→ **Short problem**
Rewrite the records from the line containing "Look at the photo and identify every instance of endive lying" up to and including the line containing "[612,510,1008,896]" as a JSON list of strings, with one string per line and blank lines left out.

● ● ● ● ● ● ●

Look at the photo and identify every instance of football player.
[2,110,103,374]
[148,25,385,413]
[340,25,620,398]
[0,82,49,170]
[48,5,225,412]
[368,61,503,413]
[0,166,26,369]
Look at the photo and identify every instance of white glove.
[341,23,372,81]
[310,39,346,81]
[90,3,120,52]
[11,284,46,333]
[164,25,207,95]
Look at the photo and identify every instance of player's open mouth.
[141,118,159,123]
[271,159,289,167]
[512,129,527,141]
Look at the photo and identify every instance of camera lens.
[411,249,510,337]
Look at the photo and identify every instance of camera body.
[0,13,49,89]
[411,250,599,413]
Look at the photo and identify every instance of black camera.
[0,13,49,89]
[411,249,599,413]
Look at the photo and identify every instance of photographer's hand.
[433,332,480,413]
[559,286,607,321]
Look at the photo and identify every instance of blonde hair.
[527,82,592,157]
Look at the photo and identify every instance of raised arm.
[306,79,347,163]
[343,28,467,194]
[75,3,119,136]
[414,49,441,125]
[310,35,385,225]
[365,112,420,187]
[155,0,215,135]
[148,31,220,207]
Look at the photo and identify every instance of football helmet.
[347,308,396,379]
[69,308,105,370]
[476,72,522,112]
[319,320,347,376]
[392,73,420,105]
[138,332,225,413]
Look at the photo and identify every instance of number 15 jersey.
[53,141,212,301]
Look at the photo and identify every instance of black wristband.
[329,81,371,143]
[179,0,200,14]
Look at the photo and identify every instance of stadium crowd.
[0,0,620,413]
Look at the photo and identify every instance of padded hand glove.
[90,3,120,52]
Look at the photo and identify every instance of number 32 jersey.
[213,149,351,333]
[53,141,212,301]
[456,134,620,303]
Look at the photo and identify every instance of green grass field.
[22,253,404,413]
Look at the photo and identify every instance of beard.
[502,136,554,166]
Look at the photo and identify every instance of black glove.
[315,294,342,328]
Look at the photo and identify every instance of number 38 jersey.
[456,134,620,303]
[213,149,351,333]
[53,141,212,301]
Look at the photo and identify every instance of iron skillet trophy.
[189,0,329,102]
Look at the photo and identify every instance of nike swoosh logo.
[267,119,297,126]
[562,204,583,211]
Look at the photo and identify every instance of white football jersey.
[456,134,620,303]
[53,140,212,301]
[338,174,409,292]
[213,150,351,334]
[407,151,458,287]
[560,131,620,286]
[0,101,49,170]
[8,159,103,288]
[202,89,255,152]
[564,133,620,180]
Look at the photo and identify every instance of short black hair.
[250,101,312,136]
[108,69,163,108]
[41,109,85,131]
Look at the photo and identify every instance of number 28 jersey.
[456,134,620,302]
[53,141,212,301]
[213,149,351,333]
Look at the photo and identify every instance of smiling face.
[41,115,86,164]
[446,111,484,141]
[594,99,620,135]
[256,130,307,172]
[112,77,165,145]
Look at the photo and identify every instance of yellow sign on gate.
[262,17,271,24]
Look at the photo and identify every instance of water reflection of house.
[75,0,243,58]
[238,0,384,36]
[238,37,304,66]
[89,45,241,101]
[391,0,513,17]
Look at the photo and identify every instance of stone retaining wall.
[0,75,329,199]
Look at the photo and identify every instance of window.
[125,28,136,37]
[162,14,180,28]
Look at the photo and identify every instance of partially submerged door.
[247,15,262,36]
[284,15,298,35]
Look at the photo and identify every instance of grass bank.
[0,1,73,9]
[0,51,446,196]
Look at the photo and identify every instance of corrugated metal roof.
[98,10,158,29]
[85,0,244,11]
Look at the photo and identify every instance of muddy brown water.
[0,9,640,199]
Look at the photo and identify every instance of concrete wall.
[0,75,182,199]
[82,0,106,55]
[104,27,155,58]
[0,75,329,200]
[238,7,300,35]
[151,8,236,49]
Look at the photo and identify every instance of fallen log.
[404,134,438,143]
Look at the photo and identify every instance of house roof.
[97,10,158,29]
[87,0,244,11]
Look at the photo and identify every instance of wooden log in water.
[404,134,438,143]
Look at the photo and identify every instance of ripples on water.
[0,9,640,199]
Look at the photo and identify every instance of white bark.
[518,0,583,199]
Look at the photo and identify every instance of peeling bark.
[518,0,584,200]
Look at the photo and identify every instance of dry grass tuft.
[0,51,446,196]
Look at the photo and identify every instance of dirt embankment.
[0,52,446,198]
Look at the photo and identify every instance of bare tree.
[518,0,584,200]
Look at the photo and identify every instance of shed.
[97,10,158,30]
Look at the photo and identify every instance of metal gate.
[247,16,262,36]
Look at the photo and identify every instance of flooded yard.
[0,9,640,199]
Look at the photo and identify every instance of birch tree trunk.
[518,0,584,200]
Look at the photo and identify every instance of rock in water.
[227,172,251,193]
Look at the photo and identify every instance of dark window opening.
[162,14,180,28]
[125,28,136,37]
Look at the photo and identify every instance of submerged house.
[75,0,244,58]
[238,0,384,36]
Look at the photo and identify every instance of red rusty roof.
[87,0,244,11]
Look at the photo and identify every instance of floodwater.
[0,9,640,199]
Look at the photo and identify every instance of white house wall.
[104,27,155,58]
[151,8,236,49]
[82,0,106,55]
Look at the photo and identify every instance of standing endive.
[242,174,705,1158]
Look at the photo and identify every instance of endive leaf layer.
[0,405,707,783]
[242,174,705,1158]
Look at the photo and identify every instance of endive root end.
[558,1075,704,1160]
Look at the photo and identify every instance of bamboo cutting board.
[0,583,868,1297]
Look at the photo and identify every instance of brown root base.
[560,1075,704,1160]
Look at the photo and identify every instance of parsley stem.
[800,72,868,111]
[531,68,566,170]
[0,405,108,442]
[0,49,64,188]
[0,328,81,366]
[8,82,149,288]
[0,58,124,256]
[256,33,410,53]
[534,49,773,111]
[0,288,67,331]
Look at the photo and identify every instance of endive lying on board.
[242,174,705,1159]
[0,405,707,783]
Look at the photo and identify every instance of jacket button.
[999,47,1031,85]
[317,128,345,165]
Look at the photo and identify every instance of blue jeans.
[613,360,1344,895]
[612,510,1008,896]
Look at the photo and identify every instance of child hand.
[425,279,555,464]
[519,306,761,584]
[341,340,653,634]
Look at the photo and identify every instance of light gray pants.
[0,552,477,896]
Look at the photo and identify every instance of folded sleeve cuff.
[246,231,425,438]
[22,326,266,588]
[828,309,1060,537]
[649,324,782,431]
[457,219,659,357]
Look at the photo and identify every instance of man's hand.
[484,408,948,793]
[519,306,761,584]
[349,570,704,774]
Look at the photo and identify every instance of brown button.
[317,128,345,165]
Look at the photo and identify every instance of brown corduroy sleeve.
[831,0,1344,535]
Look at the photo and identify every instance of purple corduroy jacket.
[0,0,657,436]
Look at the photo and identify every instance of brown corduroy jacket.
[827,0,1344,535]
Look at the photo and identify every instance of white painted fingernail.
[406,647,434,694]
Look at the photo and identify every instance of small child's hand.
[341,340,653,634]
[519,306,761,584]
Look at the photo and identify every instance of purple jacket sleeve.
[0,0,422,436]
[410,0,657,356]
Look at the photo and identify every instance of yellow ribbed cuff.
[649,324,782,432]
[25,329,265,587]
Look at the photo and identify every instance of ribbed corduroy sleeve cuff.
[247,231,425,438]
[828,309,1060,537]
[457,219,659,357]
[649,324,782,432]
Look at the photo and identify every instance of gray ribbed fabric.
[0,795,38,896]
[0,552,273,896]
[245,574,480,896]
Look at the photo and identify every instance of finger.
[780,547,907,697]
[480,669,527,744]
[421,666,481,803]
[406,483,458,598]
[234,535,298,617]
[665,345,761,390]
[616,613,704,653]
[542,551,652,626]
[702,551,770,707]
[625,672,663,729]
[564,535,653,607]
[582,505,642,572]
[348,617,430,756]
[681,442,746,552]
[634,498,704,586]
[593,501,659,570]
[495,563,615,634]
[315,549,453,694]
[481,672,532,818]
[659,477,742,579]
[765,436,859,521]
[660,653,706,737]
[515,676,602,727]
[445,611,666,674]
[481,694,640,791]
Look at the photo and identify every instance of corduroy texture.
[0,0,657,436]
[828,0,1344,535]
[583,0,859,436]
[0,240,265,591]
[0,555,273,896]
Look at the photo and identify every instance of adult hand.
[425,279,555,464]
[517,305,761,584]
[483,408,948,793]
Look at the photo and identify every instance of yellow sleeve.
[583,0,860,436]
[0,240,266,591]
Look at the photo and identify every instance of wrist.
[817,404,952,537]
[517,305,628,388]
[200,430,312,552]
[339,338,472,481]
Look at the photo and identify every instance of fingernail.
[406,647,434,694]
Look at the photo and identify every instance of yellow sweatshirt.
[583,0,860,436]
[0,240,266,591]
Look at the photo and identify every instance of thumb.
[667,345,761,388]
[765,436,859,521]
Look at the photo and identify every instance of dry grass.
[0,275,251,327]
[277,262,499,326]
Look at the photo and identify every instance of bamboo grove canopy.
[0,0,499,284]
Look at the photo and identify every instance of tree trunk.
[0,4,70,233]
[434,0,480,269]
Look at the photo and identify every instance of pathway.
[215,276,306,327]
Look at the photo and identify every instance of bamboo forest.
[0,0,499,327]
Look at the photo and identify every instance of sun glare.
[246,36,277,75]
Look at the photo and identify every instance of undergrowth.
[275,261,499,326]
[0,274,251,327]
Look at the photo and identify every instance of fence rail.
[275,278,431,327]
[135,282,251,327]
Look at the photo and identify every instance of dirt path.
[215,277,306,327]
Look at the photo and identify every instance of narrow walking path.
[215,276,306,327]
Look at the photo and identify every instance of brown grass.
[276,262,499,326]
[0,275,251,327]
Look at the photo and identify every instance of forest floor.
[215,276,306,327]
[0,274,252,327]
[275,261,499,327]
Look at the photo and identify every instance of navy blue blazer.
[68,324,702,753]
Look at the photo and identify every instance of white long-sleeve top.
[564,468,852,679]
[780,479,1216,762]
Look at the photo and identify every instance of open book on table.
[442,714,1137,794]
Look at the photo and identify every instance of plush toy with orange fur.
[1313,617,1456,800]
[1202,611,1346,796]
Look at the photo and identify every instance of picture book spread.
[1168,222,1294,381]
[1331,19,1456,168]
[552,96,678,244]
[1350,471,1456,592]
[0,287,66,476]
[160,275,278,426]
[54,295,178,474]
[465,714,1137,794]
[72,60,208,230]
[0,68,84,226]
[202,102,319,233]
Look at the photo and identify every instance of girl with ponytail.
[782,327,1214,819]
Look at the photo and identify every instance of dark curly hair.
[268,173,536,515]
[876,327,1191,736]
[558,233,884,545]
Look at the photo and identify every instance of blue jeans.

● ● ● ● ● ● ●

→ **In response**
[
  "Look at the photo and identify every instance of endive lying on board.",
  "[242,174,705,1159]",
  "[0,405,707,783]",
  "Look at the photo and identify every instance of jacket button.",
  "[999,47,1031,85]",
  "[317,128,345,165]",
  "Look at the photo and identify every instance of blue jeans.",
  "[613,360,1344,895]",
  "[612,510,1008,896]"
]